_What to do_. Lay out every line of the records below as a Markdown table with two columns, Row for the row number and Line for the line itself. Leave out blank lines.

----- Information given

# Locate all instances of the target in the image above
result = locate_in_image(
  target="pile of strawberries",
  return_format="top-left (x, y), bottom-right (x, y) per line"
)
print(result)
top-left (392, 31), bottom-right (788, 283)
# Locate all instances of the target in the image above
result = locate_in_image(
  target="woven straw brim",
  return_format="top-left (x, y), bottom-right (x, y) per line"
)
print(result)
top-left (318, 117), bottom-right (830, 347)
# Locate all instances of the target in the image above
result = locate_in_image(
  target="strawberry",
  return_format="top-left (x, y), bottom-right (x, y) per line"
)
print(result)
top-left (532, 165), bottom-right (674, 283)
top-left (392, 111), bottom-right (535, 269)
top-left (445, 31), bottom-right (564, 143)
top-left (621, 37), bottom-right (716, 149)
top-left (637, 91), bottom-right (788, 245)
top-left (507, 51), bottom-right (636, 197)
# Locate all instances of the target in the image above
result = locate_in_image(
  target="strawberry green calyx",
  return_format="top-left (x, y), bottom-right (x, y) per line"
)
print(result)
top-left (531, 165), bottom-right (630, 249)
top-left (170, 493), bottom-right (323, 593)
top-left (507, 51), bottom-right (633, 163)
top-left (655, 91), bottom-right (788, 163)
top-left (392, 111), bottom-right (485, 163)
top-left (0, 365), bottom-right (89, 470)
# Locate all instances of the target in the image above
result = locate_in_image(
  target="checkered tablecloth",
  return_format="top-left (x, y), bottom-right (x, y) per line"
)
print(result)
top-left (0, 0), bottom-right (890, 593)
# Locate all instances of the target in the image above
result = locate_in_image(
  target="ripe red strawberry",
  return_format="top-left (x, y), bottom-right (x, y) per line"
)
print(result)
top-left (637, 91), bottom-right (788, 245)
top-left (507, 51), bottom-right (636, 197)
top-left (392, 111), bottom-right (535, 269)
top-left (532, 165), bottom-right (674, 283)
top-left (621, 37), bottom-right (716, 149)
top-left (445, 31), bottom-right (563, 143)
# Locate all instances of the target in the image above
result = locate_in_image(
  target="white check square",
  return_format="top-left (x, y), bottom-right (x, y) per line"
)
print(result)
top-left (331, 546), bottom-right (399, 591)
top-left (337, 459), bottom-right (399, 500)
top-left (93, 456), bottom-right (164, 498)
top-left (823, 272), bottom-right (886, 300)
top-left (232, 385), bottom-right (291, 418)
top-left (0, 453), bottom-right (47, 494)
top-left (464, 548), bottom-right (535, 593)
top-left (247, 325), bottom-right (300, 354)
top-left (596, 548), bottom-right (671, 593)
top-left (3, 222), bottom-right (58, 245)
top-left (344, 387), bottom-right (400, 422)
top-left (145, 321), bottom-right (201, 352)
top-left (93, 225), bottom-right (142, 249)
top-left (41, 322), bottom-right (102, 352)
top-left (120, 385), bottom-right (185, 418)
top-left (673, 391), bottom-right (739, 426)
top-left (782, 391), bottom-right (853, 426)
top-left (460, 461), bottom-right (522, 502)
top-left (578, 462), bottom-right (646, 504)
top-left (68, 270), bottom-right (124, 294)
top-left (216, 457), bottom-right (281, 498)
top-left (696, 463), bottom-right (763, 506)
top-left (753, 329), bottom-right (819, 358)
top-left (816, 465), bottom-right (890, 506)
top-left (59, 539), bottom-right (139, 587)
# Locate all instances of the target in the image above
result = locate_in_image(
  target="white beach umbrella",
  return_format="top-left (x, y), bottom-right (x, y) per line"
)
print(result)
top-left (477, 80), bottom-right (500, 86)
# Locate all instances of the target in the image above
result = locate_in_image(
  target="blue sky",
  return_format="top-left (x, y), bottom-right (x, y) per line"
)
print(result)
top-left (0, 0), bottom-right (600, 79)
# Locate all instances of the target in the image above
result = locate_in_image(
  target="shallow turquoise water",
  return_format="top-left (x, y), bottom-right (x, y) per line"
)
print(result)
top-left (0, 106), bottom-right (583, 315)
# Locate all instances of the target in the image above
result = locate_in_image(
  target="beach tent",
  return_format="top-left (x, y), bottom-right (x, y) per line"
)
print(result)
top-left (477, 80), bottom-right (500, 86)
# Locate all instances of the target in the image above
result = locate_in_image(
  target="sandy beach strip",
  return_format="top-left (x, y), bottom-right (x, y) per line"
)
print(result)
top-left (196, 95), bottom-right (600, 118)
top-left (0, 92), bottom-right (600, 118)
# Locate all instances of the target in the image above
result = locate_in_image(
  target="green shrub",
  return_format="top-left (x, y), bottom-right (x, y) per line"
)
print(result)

----------

_Correct response_.
| Row | Line |
|---|---|
| 1 | # Locate all instances of the target in the image above |
| 2 | result = locate_in_image( |
| 3 |   target="pile of strawberries", |
| 4 |   return_format="top-left (x, y), bottom-right (x, y) per line" |
| 5 | ) |
| 6 | print(result) |
| 7 | top-left (392, 31), bottom-right (788, 283) |
| 8 | # Locate all instances of the target in the image above |
| 9 | result = locate_in_image( |
| 10 |   target="woven straw brim", |
| 11 |   return_format="top-left (x, y), bottom-right (x, y) per line" |
| 12 | ) |
| 13 | print(result) |
| 14 | top-left (318, 117), bottom-right (830, 347) |
| 15 | # Locate all instances of the target in the image above |
| 16 | result = locate_in_image( |
| 17 |   target="strawberry", |
| 18 |   return_format="top-left (x, y), bottom-right (x, y) per line" |
| 19 | ) |
| 20 | print(result) |
| 21 | top-left (532, 165), bottom-right (674, 283) |
| 22 | top-left (392, 111), bottom-right (535, 269) |
| 23 | top-left (445, 31), bottom-right (564, 143) |
| 24 | top-left (621, 37), bottom-right (716, 149) |
| 25 | top-left (637, 91), bottom-right (788, 245) |
| 26 | top-left (507, 51), bottom-right (636, 197) |
| 27 | # Locate all instances of the target in the image above |
| 28 | result = locate_in_image( |
| 29 |   target="strawberry green calyx", |
| 30 |   return_format="top-left (x, y), bottom-right (x, y) per line" |
| 31 | ) |
| 32 | print(result) |
| 33 | top-left (531, 165), bottom-right (630, 249) |
| 34 | top-left (170, 493), bottom-right (323, 593) |
| 35 | top-left (507, 51), bottom-right (633, 163) |
| 36 | top-left (655, 91), bottom-right (788, 163) |
| 37 | top-left (392, 111), bottom-right (485, 163) |
| 38 | top-left (0, 365), bottom-right (89, 470) |
| 39 | # Locate all instances of the target in the image above |
| 40 | result = locate_in_image( |
| 41 |   target="checkered tablecloth", |
| 42 |   return_format="top-left (x, y), bottom-right (x, y) per line" |
| 43 | ) |
| 44 | print(result) |
| 45 | top-left (0, 0), bottom-right (890, 593) |
| 46 | # Locate all instances of the target in the image above |
| 47 | result = locate_in_image( |
| 48 |   target="ripe red strawberry", |
| 49 |   return_format="top-left (x, y), bottom-right (x, y) per line" |
| 50 | ) |
| 51 | print(result) |
| 52 | top-left (637, 91), bottom-right (788, 245) |
| 53 | top-left (507, 51), bottom-right (636, 197) |
| 54 | top-left (392, 111), bottom-right (535, 269) |
| 55 | top-left (532, 165), bottom-right (674, 283) |
| 56 | top-left (621, 37), bottom-right (716, 149) |
| 57 | top-left (445, 31), bottom-right (563, 143) |
| 58 | # Locate all instances of the target in the image above |
| 59 | result = locate_in_image( |
| 60 |   target="white check square", |
| 61 |   return_format="top-left (x, y), bottom-right (x, y) per line" |
| 62 | ) |
| 63 | print(result) |
| 64 | top-left (331, 546), bottom-right (399, 591) |
| 65 | top-left (337, 459), bottom-right (399, 500) |
| 66 | top-left (93, 456), bottom-right (164, 498) |
| 67 | top-left (823, 272), bottom-right (886, 300) |
| 68 | top-left (232, 385), bottom-right (291, 418) |
| 69 | top-left (0, 453), bottom-right (47, 494) |
| 70 | top-left (464, 548), bottom-right (535, 593) |
| 71 | top-left (247, 325), bottom-right (300, 354) |
| 72 | top-left (596, 548), bottom-right (671, 593) |
| 73 | top-left (3, 222), bottom-right (58, 245) |
| 74 | top-left (344, 387), bottom-right (400, 422) |
| 75 | top-left (145, 321), bottom-right (201, 352) |
| 76 | top-left (93, 225), bottom-right (142, 249) |
| 77 | top-left (41, 322), bottom-right (102, 352) |
| 78 | top-left (120, 385), bottom-right (185, 418) |
| 79 | top-left (673, 391), bottom-right (739, 426) |
| 80 | top-left (782, 391), bottom-right (853, 426) |
| 81 | top-left (460, 461), bottom-right (522, 502) |
| 82 | top-left (578, 462), bottom-right (646, 504) |
| 83 | top-left (68, 270), bottom-right (124, 294) |
| 84 | top-left (216, 457), bottom-right (281, 498) |
| 85 | top-left (696, 463), bottom-right (763, 506) |
| 86 | top-left (753, 329), bottom-right (819, 358) |
| 87 | top-left (816, 465), bottom-right (890, 506) |
| 88 | top-left (59, 539), bottom-right (139, 587) |
| 89 | # Locate all instances of the target in the image above |
| 90 | result = locate_in_image( |
| 91 |   target="white beach umbrella", |
| 92 |   return_format="top-left (x, y), bottom-right (x, y) per line" |
| 93 | ) |
| 94 | print(result) |
| 95 | top-left (477, 80), bottom-right (500, 86) |
| 96 | # Locate all instances of the target in the image above |
| 97 | result = locate_in_image( |
| 98 |   target="blue sky", |
| 99 |   return_format="top-left (x, y), bottom-right (x, y) per line" |
| 100 | ) |
| 101 | print(result) |
| 102 | top-left (0, 0), bottom-right (600, 79) |
| 103 | # Locate all instances of the target in the image above |
| 104 | result = locate_in_image( |
| 105 |   target="shallow turquoise water", |
| 106 |   return_format="top-left (x, y), bottom-right (x, y) per line" |
| 107 | ) |
| 108 | print(result) |
| 109 | top-left (0, 106), bottom-right (583, 315) |
| 110 | # Locate all instances of the target in the image above |
| 111 | result = locate_in_image( |
| 112 |   target="beach tent", |
| 113 |   return_format="top-left (x, y), bottom-right (x, y) per line" |
| 114 | ) |
| 115 | print(result) |
| 116 | top-left (477, 80), bottom-right (500, 86) |
| 117 | # Locate all instances of the target in the image above |
| 118 | result = locate_in_image( |
| 119 |   target="sandy beach strip", |
| 120 |   return_format="top-left (x, y), bottom-right (x, y) per line" |
| 121 | ) |
| 122 | print(result) |
| 123 | top-left (196, 95), bottom-right (600, 118) |
| 124 | top-left (0, 92), bottom-right (600, 118) |
| 125 | # Locate all instances of the target in the image above |
| 126 | result = locate_in_image( |
| 127 |   target="green shrub", |
| 128 |   return_format="top-left (x, y), bottom-right (x, y) per line" |
| 129 | ) |
| 130 | print(result) |